Page extract
◇ ◇ ◇ ◇ ◇ ◇ ◇
Sven Denecken, vice president of cloud strategy with the giant German software maker SAP, describes the global manufacturing sector as “a little bit of a laggard” in terms of cloud uptake. There is clear evidence manufacturers have increasingly been using the cloud, but it’s often in defined areas of operation, such as human resources, customer interaction and procurement.
Less popular with manufacturers is the use of the cloud in classical manufacturing support systems, as cloud solutions are typically designed to support the widest range of customers possible and may lack the customization required by manufacturers. “Manufacturing processes are often very tailored to the specific need of a customer,” Denecken says.
Where manufacturers have been able to overcome the limitations, however, the benefits can be significant. Perhaps the biggest advantage is fast deployment, be it setting up a new plant overseas or bringing together two previously separate manufacturing entities.
This was the case for Italian pasta machine and small kitchen-appliance maker Imperia. Its merger with competitor Monferrina in 2010 opened a three-month window for adopting a common infrastructure and enterprise resource planning (ERP) software. Having settled on Oracle’s eBusiness Suite 11 as the ERP suite, the new company – Imperia & Monferrina – opted to implement it on Amazon Web Services’ EC2 cloud service.
◇ ◇ ◇ ◇ ◇ ◇ ◇
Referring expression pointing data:
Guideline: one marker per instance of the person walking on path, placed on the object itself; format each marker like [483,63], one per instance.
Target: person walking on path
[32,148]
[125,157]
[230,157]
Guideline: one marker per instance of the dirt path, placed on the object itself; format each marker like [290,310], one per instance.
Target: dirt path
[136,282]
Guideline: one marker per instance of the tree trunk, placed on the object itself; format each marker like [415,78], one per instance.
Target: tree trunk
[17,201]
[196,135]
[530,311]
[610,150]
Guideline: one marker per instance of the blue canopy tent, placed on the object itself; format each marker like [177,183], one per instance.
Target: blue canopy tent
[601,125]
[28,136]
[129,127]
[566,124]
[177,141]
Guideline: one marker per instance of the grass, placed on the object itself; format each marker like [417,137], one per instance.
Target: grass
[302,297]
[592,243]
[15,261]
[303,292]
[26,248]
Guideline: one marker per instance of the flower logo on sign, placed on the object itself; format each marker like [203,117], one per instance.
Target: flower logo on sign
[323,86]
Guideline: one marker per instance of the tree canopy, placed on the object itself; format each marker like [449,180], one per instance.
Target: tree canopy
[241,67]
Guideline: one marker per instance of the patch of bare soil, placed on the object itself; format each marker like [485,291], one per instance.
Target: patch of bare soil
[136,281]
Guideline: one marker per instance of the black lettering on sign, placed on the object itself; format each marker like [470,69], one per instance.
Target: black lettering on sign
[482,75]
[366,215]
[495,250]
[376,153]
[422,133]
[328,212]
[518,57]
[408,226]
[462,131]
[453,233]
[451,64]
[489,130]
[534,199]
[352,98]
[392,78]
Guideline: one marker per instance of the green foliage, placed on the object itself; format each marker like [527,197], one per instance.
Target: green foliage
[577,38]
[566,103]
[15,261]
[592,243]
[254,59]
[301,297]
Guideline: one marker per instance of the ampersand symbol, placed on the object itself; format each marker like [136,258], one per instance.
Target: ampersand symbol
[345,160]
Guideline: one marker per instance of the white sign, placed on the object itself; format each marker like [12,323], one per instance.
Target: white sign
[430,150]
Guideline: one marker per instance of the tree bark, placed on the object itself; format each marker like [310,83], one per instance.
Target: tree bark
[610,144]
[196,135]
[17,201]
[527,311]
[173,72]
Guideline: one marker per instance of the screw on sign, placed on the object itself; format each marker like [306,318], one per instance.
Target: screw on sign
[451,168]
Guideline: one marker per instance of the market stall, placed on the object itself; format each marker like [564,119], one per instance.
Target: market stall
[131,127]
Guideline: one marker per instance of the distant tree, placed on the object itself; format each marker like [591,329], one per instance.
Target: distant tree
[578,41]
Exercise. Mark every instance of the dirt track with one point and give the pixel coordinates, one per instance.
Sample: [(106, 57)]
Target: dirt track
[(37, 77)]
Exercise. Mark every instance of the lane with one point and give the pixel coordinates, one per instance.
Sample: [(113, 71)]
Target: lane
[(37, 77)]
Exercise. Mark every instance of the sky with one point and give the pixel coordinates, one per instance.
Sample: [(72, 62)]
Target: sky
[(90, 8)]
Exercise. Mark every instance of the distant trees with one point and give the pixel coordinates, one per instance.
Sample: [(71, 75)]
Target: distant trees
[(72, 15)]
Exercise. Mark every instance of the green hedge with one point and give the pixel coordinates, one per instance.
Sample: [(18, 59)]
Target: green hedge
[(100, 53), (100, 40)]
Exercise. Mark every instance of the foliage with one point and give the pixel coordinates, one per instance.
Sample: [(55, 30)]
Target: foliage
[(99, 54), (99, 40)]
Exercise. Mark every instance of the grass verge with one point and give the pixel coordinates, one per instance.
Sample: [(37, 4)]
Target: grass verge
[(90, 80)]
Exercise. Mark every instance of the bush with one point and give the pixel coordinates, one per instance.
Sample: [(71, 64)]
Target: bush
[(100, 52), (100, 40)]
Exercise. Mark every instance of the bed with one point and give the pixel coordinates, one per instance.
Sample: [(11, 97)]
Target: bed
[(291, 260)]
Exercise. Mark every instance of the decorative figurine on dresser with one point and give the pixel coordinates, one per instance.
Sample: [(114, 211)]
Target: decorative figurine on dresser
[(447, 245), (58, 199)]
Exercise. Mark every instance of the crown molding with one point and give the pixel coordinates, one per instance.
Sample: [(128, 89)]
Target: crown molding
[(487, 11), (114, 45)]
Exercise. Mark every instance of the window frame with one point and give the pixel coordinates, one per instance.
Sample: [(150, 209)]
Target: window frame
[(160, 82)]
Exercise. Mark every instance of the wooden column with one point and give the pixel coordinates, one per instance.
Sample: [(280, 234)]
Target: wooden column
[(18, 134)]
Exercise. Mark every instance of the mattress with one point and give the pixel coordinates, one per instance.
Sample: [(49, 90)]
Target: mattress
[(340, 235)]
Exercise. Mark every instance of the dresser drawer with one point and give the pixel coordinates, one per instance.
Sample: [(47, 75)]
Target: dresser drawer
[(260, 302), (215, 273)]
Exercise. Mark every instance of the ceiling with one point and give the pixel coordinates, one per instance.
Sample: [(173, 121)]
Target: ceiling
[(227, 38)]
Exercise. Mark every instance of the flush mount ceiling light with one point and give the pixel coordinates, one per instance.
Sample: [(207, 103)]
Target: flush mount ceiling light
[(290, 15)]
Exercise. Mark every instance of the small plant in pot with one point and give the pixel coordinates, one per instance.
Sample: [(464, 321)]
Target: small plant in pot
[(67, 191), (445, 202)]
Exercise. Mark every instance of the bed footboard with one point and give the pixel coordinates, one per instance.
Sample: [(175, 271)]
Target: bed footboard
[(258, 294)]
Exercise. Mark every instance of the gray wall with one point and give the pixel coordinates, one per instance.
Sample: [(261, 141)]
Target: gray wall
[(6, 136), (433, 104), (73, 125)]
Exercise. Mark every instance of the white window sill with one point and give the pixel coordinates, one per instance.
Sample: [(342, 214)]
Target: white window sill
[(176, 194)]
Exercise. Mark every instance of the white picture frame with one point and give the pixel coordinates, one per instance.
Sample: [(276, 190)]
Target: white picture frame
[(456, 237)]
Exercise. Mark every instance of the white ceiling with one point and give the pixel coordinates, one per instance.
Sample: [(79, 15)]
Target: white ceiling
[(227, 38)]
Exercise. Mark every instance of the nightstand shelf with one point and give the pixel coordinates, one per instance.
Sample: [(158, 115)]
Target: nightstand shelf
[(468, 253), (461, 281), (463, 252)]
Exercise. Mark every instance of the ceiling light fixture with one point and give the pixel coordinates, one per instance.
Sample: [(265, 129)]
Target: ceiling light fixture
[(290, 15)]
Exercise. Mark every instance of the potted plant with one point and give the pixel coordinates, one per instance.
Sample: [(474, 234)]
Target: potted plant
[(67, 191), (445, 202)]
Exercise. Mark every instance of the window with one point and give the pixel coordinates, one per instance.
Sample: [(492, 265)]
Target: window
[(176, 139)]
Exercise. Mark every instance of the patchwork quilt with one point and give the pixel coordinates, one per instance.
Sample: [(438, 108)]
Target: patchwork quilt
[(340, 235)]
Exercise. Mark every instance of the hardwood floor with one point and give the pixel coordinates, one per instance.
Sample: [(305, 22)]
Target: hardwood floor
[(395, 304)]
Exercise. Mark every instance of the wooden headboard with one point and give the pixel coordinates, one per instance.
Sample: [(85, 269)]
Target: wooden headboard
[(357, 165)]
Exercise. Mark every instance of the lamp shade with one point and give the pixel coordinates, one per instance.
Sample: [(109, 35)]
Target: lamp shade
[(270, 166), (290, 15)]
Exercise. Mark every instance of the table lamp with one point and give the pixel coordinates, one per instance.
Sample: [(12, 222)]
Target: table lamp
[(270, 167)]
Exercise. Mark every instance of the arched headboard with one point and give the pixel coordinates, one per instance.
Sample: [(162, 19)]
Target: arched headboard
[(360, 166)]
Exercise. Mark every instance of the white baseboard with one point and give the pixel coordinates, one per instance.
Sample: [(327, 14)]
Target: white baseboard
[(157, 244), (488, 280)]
◇ ◇ ◇ ◇ ◇ ◇ ◇
Problem to work on
List the areas of operation where, according to the page extract on manufacturers and cloud computing above, manufacturers often use the cloud.

Task response
Human resources, customer interaction, procurement